Report each line from the entries in which "coordinates" can be found.

_ _ _ _ _ _ _

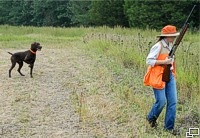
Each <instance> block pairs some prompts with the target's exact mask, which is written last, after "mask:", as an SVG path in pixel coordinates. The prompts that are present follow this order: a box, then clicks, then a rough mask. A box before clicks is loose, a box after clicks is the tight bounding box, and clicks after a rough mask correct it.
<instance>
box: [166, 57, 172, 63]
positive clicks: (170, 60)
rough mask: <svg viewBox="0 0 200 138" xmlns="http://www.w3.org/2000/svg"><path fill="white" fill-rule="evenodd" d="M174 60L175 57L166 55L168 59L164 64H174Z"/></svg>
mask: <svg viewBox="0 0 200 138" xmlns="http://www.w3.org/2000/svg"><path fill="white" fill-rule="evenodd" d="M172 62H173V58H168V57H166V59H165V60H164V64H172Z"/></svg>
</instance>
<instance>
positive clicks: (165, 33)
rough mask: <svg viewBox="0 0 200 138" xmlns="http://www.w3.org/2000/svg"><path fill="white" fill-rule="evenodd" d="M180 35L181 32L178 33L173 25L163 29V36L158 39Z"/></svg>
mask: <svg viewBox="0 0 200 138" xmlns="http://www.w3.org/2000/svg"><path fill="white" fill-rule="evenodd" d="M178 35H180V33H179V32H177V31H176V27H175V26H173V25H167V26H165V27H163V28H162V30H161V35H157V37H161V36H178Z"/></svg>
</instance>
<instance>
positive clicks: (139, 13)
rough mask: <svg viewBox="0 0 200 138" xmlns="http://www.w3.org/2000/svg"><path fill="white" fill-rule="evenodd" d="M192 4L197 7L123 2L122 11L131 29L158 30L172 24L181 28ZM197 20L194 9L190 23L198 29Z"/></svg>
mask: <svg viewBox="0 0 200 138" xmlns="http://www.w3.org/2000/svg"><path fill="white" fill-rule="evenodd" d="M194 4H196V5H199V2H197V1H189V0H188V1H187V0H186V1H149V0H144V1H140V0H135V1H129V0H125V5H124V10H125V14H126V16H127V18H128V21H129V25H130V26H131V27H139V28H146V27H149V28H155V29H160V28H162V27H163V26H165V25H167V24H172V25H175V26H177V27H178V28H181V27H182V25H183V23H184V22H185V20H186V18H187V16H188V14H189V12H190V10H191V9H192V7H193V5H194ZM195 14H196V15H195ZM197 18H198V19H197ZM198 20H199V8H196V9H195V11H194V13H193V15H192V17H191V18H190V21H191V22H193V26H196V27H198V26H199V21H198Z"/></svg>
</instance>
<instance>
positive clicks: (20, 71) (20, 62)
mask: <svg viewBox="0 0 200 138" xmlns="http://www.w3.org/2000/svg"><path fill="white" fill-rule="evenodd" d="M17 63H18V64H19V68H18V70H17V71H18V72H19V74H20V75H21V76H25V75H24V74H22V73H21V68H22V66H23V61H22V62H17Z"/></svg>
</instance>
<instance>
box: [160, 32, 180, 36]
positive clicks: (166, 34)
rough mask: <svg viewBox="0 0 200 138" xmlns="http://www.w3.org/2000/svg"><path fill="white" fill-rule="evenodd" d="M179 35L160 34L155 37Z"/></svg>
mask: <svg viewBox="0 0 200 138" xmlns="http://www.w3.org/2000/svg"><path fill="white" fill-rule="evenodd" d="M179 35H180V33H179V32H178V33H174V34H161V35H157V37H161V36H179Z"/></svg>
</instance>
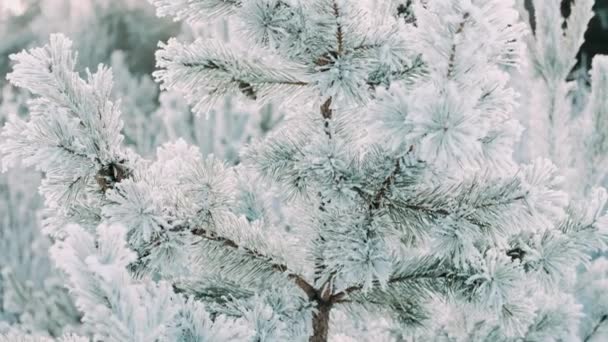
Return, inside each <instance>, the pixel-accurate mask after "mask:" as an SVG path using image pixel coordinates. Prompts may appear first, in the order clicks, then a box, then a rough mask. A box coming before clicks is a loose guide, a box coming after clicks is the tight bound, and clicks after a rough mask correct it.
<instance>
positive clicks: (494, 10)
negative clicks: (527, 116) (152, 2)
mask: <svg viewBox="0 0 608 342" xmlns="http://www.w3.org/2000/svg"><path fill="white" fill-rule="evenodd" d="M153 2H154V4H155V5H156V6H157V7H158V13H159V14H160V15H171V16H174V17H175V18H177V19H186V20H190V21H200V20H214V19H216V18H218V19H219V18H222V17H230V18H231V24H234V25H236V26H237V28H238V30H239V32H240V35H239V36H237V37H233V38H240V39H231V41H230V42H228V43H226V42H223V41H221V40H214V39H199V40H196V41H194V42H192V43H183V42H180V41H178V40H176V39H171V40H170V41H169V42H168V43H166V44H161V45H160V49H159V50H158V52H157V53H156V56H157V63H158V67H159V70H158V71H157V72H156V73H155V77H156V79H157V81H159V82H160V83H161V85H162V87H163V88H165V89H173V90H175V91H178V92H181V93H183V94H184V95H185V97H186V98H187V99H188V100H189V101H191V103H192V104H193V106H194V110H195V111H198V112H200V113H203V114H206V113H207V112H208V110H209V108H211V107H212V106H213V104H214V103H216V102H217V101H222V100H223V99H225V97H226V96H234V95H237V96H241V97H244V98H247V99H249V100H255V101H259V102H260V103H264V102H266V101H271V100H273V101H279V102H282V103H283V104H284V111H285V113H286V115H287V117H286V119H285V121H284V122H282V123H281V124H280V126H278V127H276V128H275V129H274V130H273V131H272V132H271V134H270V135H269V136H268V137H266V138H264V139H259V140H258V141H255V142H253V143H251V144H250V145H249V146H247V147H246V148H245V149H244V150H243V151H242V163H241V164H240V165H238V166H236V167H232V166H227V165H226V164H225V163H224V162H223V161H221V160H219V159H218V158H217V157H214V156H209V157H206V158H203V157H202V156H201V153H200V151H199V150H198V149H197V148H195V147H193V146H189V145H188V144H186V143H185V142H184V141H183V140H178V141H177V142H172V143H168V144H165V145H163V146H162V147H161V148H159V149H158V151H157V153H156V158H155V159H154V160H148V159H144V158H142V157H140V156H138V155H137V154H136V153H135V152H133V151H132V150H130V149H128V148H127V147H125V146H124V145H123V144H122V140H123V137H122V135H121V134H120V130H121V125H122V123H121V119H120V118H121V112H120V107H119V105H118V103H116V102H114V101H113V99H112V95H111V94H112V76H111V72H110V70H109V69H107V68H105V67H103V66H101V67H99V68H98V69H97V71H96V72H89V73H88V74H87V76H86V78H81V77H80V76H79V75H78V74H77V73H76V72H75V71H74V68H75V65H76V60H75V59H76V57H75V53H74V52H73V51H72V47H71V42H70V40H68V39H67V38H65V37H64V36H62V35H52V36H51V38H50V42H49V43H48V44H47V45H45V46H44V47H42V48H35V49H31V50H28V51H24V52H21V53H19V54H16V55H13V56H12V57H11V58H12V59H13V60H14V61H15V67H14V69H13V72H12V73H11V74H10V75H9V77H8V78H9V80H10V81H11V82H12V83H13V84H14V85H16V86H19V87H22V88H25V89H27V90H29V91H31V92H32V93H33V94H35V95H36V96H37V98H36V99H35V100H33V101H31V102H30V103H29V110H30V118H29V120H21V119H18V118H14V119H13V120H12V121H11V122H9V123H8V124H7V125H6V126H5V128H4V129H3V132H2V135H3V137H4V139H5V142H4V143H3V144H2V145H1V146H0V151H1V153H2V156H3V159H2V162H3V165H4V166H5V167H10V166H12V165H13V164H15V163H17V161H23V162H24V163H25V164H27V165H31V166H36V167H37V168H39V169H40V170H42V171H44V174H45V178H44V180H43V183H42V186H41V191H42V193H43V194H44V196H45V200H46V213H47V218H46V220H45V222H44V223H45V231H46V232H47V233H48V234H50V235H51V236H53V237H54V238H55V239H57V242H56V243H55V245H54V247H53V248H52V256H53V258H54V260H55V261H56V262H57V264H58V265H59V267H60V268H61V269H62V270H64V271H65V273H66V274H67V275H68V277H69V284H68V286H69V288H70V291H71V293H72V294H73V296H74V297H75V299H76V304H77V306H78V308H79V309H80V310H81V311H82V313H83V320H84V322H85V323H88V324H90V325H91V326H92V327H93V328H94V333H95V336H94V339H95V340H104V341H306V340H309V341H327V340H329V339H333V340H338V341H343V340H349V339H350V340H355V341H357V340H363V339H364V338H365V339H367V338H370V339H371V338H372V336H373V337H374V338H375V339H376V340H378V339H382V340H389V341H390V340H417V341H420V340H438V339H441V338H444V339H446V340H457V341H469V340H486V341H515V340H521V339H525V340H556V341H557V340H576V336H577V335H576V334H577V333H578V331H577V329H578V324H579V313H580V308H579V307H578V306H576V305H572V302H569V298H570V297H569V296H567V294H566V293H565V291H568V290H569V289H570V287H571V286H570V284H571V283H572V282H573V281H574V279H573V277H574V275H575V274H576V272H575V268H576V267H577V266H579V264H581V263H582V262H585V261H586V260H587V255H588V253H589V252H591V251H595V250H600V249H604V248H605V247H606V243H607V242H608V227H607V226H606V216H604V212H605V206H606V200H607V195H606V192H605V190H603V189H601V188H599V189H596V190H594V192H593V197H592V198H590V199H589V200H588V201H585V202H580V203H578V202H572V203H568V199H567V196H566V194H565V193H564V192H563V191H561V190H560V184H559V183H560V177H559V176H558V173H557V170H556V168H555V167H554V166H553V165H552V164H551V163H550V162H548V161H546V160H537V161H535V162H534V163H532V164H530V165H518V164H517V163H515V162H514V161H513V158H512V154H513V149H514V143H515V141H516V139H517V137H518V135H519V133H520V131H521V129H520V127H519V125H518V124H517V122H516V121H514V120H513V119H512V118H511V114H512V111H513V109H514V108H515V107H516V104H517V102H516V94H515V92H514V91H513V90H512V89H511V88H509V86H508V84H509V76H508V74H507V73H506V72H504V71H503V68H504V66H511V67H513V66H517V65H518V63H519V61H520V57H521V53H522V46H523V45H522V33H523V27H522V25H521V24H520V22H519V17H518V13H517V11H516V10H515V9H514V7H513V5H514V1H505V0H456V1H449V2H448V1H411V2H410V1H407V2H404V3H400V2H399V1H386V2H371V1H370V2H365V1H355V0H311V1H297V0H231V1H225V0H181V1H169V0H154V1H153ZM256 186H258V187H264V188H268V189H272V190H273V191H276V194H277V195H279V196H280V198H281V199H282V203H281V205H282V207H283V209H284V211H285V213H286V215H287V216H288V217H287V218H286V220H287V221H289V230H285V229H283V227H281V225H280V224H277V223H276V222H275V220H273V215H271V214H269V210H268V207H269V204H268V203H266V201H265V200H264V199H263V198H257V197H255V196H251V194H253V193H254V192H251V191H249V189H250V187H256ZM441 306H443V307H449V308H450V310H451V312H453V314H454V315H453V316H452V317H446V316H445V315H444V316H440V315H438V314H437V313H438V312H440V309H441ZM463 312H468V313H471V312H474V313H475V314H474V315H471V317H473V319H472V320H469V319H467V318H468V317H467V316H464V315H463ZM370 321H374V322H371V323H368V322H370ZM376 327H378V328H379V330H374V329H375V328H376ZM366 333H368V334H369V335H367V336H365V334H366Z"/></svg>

_ _ _ _ _ _ _

## Solution to the exercise
Each <instance> block pairs some prompts with the target's exact mask, which is written last, after "mask:", as an SVG path in pixel coordinates. The prompts that are present follow this order: a box, then clicks, then a rough mask. A box before clicks is loose, a box after clicks is the tight bounding box, and clicks after a rough mask correct it.
Return, inside each <instance>, the pixel-accurate mask after "mask:" as an SVG path using image pixel coordinates. Prompts may appear first, in the order clicks, then a box, then a rough mask. A box coming before clicks is a loose guide, a box coming after clicks is the tight bound, and clicks after a rough mask correct it.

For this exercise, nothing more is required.